***** GIVEN TEXT

WH, July 2015
A place without a car is not essentially a better place; it only carries the potential of being one.
Urban traffic management has become an incredibly segregated field that only differentiates the black from the white: the empire of the car and the hermetic pedestrian area. Over time, the car became too possessive in our cities: what initially began as a layer of mobile freedom evolved into the partly choking of mobility and - even worse - quality of life. It is logical that European cities now put a hold to this evolution and systematically push the car out of their cores. The liberated area is than generally transformed into pedestrian zones.
One of the major problems we notice is that the transformation of a "motorised" street into a pedestrian area often looks as if its modal shift was a hasty decision. It regularly results in an urban no man’s land where no pedestrian really feels at ease. Transforming a broad street - originally laid-out as one of the main traffic axes of a city - into a car-free zone unveils the place’s lack of affinity with the human scale. A place without a car is not essentially a better place; it only carries the potential of being one.

**********
***** RECORDS PROVIDED

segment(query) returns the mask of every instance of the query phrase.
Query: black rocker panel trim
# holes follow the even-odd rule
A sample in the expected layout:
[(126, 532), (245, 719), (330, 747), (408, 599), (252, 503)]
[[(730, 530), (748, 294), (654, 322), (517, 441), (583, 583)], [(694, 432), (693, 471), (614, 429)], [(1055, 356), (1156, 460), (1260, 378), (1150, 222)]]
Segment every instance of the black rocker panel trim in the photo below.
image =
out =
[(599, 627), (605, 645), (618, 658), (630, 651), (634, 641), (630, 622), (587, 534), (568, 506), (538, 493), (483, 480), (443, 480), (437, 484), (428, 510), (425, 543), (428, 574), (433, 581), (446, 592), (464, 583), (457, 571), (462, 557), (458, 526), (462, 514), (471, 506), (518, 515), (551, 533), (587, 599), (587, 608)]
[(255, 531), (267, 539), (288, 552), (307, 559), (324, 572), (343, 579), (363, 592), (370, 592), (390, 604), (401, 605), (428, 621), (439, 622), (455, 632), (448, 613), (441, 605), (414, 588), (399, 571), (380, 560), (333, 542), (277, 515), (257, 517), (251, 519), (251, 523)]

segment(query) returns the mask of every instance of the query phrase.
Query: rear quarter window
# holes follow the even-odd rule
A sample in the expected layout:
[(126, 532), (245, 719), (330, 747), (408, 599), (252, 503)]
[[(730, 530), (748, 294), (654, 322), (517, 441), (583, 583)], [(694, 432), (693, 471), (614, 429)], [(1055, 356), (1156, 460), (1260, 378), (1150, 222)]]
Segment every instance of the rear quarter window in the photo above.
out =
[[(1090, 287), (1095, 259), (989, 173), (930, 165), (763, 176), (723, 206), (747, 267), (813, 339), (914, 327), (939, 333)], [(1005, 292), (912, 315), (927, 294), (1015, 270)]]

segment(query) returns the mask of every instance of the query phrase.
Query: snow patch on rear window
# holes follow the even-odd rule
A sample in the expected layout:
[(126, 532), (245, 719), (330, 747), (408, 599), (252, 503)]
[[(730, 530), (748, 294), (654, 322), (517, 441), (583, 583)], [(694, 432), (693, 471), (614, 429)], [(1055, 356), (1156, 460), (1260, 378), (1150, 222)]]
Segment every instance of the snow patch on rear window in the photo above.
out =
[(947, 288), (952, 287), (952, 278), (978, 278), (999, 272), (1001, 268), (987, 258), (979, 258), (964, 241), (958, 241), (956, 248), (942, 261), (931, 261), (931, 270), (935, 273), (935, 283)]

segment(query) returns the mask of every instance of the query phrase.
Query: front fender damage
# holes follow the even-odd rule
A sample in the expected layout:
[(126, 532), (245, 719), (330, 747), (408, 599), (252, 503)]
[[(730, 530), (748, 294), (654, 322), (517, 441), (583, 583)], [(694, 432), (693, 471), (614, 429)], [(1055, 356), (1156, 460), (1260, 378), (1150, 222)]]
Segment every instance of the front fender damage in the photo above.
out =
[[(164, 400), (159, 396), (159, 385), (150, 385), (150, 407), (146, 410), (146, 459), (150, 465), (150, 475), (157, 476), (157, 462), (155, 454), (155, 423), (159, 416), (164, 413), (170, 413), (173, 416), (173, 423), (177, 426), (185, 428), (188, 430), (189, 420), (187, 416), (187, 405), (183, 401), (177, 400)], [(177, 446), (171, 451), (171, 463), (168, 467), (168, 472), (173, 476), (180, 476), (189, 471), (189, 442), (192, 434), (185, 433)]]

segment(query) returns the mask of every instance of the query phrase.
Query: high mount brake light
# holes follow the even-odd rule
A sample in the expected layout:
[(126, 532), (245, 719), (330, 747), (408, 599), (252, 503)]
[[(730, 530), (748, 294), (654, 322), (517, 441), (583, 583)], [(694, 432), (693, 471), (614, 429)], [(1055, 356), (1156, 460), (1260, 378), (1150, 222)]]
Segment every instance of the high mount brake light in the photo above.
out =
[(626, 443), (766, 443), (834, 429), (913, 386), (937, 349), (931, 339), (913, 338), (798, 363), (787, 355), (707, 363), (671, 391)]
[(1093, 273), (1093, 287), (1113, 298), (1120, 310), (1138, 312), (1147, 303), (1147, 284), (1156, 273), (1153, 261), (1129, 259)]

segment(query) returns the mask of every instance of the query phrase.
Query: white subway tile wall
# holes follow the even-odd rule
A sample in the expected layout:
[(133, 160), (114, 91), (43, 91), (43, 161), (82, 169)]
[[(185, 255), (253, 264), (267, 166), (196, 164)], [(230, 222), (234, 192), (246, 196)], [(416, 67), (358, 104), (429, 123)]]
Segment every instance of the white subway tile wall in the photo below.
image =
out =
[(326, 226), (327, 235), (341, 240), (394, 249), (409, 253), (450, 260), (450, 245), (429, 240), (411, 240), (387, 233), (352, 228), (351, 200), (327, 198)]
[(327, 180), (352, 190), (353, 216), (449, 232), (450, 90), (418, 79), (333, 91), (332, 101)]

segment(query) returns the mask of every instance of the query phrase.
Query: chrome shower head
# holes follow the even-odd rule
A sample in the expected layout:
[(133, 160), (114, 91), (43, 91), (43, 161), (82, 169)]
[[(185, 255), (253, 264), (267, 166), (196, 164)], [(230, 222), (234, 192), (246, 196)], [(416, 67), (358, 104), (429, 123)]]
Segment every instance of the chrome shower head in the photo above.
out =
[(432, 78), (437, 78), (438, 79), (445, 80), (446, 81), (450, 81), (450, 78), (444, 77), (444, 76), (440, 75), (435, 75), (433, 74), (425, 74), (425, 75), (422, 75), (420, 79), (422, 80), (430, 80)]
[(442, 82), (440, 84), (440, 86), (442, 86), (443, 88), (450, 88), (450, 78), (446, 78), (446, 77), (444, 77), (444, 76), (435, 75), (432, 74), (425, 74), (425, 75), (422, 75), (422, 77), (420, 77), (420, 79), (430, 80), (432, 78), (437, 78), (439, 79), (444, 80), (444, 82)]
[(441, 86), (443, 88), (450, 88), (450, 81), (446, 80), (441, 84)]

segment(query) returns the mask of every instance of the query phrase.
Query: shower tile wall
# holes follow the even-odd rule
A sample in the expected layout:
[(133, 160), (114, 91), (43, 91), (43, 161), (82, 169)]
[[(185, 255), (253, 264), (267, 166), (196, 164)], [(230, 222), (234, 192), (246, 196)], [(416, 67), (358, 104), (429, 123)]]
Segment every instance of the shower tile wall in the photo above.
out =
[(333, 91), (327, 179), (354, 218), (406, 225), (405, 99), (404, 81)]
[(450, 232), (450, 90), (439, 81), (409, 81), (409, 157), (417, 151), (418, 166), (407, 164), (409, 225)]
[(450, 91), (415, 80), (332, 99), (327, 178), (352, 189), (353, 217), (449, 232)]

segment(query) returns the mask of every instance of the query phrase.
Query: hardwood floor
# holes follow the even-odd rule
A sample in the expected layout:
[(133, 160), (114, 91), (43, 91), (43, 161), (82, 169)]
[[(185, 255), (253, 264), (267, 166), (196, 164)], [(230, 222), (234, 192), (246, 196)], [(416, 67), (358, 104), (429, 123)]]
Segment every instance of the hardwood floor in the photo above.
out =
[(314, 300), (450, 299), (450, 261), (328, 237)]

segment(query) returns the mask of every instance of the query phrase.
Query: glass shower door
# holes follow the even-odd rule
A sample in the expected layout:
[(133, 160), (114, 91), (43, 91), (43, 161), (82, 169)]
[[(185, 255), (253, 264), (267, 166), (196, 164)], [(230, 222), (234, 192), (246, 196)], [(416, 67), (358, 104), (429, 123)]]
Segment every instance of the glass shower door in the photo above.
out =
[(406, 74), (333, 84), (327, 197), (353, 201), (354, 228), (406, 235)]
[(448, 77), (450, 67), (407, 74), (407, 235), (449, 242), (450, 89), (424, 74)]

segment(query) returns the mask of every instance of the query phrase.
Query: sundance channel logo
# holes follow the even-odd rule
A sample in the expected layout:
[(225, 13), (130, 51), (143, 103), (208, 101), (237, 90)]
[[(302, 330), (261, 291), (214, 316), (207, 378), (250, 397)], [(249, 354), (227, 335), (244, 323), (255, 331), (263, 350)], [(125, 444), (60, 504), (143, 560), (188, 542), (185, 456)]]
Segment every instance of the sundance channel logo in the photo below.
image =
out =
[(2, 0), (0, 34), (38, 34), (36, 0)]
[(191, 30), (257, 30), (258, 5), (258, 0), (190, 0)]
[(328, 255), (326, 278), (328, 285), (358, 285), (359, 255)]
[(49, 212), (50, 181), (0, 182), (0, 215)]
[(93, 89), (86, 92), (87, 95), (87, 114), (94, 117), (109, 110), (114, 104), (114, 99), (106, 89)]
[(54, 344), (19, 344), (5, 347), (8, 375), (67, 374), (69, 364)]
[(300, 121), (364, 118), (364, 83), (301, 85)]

**********

THINGS TO DO -
**1.** According to the text on car-free city streets, what does turning a broad main traffic axis into a car-free zone reveal about the place?
**2.** Continue the essay on car-free city streets from the point where it ends.

ANSWERS BY TASK -
**1.** It reveals the place's lack of affinity with the human scale.

**2.**
It is simply because of the lack of known alternatives that the strict pedestrian zone is so commonly - yet blindly - cherished as an ideal solution. A new type of urban mobility can replace this attitude and above all intensify the quality and experience of a proper designed pedestrian zone that has more sense to it than just banning the car.
If we want to create places that are better adapted to their use, we cannot deny the daily flux and flow of a city. The streets are the urban veins through which the masses move themselves as a vibrant blood-flow, its pumping rhythm dictated by time and daily routine. To take out the city’s flow and movement is to take away part of city life. What happens if we imagine a new type of in-between space? An area that combines the lack of cars with the benefits of still being mobile? Envision a city with 3 conceptual areas (not to be mistaken for urban zoning):
Intercity: unaltered mobility
The outskirts of the city is the home of the conventional motorised traffic as we know it today. Sometimes beautiful in its ugliness, sometimes choking and destructive. This type of mobility is very flexible in use, but unsuitable for a dense city centre. Park en ride hubs function as main points of interaction with the inner city.
Inner city: a shared centre
This is the new intermediate level that tries to match the need for mobility with the urge for a liveable inner city. Due to newly conceived mobility solutions, it combines the flexibility of car-use with the free grounds of a pedestrian area. A variety of pod vehicles forms a valuable addition to the non-motorised mobility.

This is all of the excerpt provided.